Input material>
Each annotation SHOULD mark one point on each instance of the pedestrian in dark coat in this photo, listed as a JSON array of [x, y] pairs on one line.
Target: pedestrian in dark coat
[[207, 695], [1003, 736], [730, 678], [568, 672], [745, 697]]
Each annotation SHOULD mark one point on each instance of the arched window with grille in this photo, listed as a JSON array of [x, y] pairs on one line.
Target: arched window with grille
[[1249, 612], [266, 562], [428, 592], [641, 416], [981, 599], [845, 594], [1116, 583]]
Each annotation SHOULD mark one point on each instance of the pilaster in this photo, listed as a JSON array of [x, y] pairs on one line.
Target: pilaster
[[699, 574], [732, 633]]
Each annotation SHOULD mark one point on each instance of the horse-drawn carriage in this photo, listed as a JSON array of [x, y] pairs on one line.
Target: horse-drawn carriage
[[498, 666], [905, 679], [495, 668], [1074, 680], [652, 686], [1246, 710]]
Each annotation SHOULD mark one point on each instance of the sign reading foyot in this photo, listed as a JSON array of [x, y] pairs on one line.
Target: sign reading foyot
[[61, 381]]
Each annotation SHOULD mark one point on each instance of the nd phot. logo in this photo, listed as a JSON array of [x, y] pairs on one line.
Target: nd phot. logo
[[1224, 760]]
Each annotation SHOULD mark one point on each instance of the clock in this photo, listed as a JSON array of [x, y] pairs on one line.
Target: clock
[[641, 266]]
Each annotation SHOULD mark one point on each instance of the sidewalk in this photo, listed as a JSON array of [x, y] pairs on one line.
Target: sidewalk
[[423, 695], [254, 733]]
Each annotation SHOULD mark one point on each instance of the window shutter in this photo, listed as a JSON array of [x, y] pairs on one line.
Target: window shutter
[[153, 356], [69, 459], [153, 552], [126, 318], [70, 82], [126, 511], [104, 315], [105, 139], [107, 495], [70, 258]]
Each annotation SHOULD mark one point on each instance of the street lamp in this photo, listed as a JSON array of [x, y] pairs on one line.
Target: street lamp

What the exercise asks>
Rewrite all of the items above as a single numbered list with one line per number, and leave out any blank lines.

Solution to the problem>
1. Each annotation SHOULD mark one point on each instance of the pedestrian in dark coat in this photo, listed as a JSON array of [x, y] pairs on one line.
2. Target: pedestrian in dark coat
3. [[207, 695], [1003, 736], [730, 678], [568, 672], [745, 697]]
4. Each annotation SHOULD mark one point on each instance of the arched window with grille in this photo, listed as a JSON array of [x, y] pairs on one line.
5. Target: arched window with grille
6. [[1249, 612], [266, 562], [428, 592], [641, 416], [981, 599], [845, 594], [1116, 583]]
7. Each annotation SHOULD mark one point on each instance of the pilaster in this photo, listed as a JSON array of [x, y] pairs on one line.
8. Target: pilaster
9. [[699, 574], [732, 633]]
10. Each annotation SHOULD mark one point on each instance of the horse-drawn carriage in this photo, listed as a JSON array of [x, y] pairs on one line.
11. Target: horse-drawn carriage
12. [[498, 666], [905, 679], [495, 668], [1074, 680], [652, 686], [1246, 710]]
13. Each annotation SHOULD mark one point on each instance of the sign reading foyot in this photo, listed as a JSON array of [x, y] pairs on one line.
14. Target: sign reading foyot
15. [[61, 381]]
16. Each annotation SHOULD mark one point on each instance of the nd phot. logo in this photo, listed as a JSON array of [x, y] pairs on one line.
17. Target: nd phot. logo
18. [[1224, 760]]
19. Each annotation SHOULD mark one point on each instance of the clock in this photo, listed as a JSON array of [x, y] pairs on one line.
20. Target: clock
21. [[641, 266]]
22. Each annotation SHOULD mark one point on each instance of the sidewalk in this photo, listed as a JSON array of [x, y] pairs on one line.
23. Target: sidewalk
24. [[423, 695], [254, 733]]
25. Each annotation SHOULD mark one point on each instance of the window shutter in this photo, listed as a JSON array of [x, y] pairs on one line.
26. Target: window shutter
27. [[153, 356], [69, 459], [153, 552], [126, 318], [70, 82], [126, 511], [104, 315], [105, 139], [107, 495], [70, 258]]
28. Each annotation SHOULD mark one point on each instance of the street lamp in this photo, listed as a JSON array of [x, y] pairs on one line.
29. Target: street lamp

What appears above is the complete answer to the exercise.